→ **Bacaan**
((
Para analis melihat, kehambaran dan kegersangan (kalau bukan ketegangan) antara Jokowi dan Ketua Umum PDI P Megawati Soekarnoputri belum bakal sirna. Mungkin bagai kawat berduri di antara keduanya. Komunikasi politik antara Jokowi dan Megawati makin rentan, jarang dan tegang. Ada apa gerangan?
Beberapa hari lalu, dikabarkan Megawati tak bersedia menerima kehadiran Jokowi, sang petugas PDI P yang kini duduk di singgasana istana.
Media sosial mengabarkan ada penolakan itu dari induk kandang Banteng, bahwa Megawati sudah nyaris 'patah arang' dengan Jokowi terkait kasus KPK vs Polri dan kasus BG (Budi Gunawan). Benarkah?
Sementara kecenderungan kuat kaum relawan justru mendorong Jokowi memisahkan diri dari Megawati dan PDI P yang makin menajam, sejalan dengan tak segera selesainya konflik KPK vs Polri.
"Jokowi diharapkan untuk tidak goyah atas munculnya dorongan-dorongan itu. Jokowi akan kehilangan basis kekuatan di parlemen jika pisah dari PDI P," tandas pengamat politik yang juga dosen Fisip Unair Haryadi.
Harus diakui, dorongan untuk berpisah dengan partai yang mengusung Jokowi itu terutama berasal dari figur atau faksi kelompok relawan pendukung Jokowi yang karakternya memang antipartai dan mengandalkan moral forces.
Jika Jokowi terpisah dari PDI P, maka dengan sistem presidensial semi parlementer dewasa ini, jelas akan membuat Jokowi limbung dan rentan untuk dijatuhkan, kecuali jika memang Jokowi ingin bunuh diri secara politik karena sudah tak punya taktik dan strategi politik sama sekali.
Jokowi mestinya dikelilingi para menteri kabinet yang kompeten, komit dan tangguh, bukan para menteri medioker dan asal blusukan, yang menyebabkan dia tak punya pembantu yang kredibel dan bisa membantunya mengatasi masalah ekonomi, hukum, politik dan sosial. Kini yang terjadi, hubungan Jokowi dengan sejumlah menterinya tambah berjarak, timpang dan terkesan basa-basi tanpa substansi.
))
→ **Data Tercatat**
((
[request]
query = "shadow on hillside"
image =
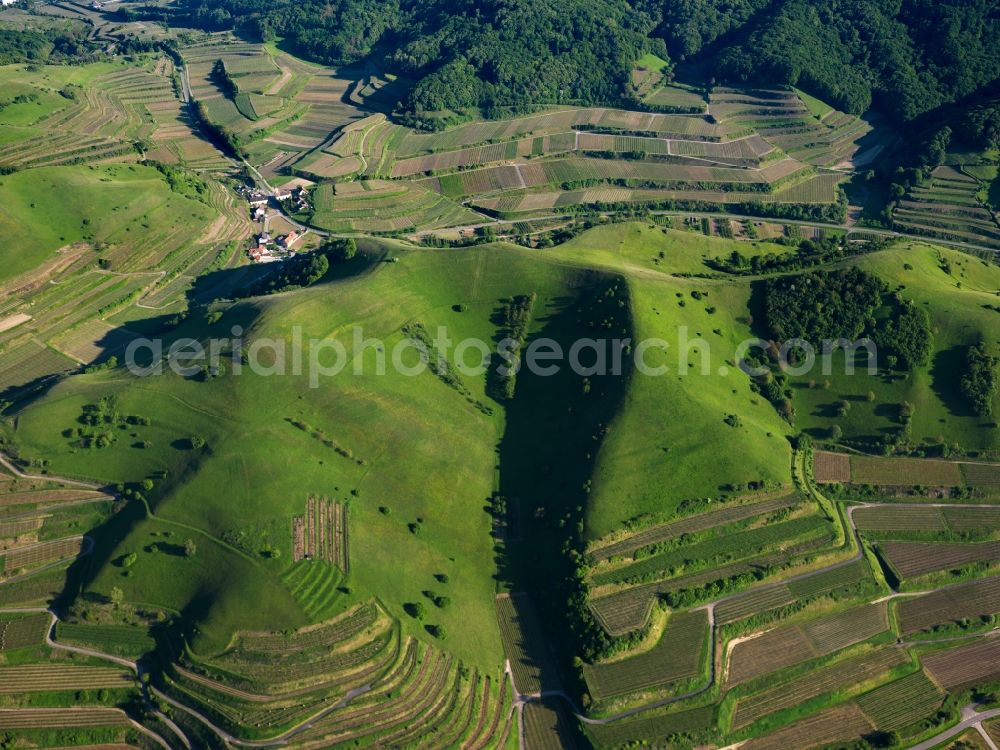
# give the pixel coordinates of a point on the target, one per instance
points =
(554, 428)
(946, 370)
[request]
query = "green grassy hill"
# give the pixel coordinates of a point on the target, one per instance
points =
(51, 207)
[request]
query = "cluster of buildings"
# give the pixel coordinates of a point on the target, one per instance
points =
(267, 249)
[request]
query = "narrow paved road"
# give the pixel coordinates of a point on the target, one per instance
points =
(970, 718)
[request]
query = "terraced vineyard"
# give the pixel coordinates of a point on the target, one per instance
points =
(20, 632)
(379, 206)
(965, 665)
(51, 677)
(676, 657)
(840, 675)
(121, 640)
(784, 646)
(980, 598)
(903, 472)
(949, 207)
(901, 703)
(913, 559)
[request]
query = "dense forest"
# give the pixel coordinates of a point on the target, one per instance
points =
(826, 306)
(907, 56)
(44, 45)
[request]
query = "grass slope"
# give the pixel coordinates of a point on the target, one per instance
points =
(50, 207)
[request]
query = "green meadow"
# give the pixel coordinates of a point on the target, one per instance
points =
(51, 207)
(416, 457)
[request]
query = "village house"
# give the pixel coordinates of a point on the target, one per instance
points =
(288, 240)
(256, 198)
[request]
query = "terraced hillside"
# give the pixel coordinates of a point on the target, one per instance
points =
(952, 206)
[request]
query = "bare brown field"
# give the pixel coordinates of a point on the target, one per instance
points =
(973, 599)
(966, 665)
(912, 559)
(831, 467)
(838, 724)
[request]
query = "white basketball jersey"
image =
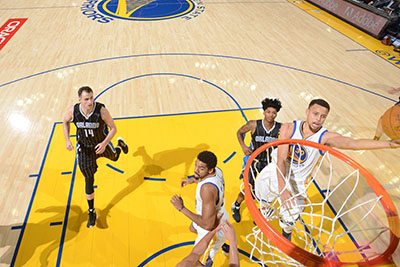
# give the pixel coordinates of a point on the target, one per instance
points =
(304, 157)
(218, 181)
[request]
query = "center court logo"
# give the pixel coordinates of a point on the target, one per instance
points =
(104, 11)
(297, 154)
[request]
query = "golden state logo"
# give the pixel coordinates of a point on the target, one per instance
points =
(297, 154)
(104, 11)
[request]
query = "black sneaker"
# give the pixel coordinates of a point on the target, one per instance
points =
(225, 249)
(236, 212)
(122, 144)
(286, 235)
(92, 218)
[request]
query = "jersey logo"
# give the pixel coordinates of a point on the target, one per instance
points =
(145, 10)
(297, 154)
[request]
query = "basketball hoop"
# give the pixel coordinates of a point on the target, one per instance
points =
(346, 218)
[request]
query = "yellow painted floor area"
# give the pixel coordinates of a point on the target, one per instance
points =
(137, 225)
(364, 39)
(136, 219)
))
→ **Instruksi yang Diberikan 1**
Ketik ulang bagian bacaan tentang Jokowi dan Megawati dari "Para analis melihat, kehambaran" sampai "(Budi Gunawan). Benarkah?".
→ **Instruksi yang Diberikan 2**
Menurut Haryadi dalam bacaan tentang Jokowi dan Megawati, apa yang akan hilang dari Jokowi jika ia pisah dari PDI P?

→ **Jawaban Tertulis 1**
Para analis melihat, kehambaran dan kegersangan (kalau bukan ketegangan) antara Jokowi dan Ketua Umum PDI P Megawati Soekarnoputri belum bakal sirna. Mungkin bagai kawat berduri di antara keduanya. Komunikasi politik antara Jokowi dan Megawati makin rentan, jarang dan tegang. Ada apa gerangan?
Beberapa hari lalu, dikabarkan Megawati tak bersedia menerima kehadiran Jokowi, sang petugas PDI P yang kini duduk di singgasana istana.
Media sosial mengabarkan ada penolakan itu dari induk kandang Banteng, bahwa Megawati sudah nyaris 'patah arang' dengan Jokowi terkait kasus KPK vs Polri dan kasus BG (Budi Gunawan). Benarkah?

→ **Jawaban Tertulis 2**
Basis kekuatan di parlemen.